- [INSTRUCTIONS TO FOLLOW] Select each line of the records that contains the word "right", and copy those lines. Matching is case-sensitive.

[Labeled shape records]
+ + +
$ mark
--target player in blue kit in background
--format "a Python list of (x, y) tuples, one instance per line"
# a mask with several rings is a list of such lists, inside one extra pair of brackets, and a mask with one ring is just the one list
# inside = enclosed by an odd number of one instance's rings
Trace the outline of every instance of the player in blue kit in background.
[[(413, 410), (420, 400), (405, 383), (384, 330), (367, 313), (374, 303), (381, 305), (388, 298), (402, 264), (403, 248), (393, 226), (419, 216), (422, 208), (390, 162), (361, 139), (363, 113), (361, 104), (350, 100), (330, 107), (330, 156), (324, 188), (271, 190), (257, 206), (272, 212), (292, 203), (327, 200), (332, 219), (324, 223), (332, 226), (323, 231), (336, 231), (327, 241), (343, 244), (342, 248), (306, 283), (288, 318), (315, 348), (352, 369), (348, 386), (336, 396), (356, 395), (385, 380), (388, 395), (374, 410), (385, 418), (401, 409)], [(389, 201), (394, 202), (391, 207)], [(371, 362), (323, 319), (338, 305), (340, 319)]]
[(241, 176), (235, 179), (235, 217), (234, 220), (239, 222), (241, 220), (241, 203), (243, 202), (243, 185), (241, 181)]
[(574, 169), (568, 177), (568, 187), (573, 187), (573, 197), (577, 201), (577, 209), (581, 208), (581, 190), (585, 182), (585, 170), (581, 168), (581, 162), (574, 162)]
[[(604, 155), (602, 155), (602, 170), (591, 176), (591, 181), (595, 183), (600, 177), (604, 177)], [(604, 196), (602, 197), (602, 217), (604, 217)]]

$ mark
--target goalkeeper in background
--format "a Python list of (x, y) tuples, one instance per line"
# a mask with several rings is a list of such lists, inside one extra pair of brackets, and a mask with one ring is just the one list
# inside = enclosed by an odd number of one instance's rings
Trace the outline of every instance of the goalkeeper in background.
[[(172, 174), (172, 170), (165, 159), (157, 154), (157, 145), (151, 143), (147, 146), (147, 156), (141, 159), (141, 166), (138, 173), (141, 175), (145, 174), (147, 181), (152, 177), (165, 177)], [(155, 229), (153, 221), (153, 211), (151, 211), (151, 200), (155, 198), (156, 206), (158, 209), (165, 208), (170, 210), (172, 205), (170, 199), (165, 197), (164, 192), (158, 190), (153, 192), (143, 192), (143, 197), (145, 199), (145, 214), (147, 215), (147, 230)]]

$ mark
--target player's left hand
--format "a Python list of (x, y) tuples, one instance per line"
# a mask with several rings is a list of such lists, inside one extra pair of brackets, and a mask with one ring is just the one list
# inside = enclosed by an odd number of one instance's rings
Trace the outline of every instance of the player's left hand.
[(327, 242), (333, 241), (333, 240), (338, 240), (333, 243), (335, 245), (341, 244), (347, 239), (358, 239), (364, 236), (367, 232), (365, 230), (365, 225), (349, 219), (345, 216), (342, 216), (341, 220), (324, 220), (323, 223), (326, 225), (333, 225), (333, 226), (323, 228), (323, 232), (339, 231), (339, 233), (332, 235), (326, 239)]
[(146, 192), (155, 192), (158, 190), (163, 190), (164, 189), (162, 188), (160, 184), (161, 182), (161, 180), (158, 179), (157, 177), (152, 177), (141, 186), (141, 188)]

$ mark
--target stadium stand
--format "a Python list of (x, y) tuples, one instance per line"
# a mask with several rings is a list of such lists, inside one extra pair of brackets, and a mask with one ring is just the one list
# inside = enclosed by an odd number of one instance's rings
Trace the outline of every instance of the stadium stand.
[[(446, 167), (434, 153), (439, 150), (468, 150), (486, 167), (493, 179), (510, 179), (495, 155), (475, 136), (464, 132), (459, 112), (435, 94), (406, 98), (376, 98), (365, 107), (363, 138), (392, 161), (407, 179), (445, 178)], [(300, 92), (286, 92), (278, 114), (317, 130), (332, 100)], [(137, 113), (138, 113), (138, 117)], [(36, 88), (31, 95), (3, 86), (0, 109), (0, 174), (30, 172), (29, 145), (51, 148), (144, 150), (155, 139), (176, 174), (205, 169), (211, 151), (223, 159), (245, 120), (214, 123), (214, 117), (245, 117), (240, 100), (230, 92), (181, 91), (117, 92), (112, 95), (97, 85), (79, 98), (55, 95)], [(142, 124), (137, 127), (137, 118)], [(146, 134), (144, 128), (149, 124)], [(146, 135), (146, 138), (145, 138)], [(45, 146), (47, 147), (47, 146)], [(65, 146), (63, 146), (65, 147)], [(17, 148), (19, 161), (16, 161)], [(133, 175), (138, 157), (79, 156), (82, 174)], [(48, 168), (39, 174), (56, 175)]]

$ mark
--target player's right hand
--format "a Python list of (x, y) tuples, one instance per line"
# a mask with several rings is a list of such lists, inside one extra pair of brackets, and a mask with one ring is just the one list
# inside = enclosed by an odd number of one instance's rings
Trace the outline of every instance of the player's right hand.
+ + +
- [OUTPUT FOR THIS EXERCISE]
--target player's right hand
Trace the outline of every instance of the player's right hand.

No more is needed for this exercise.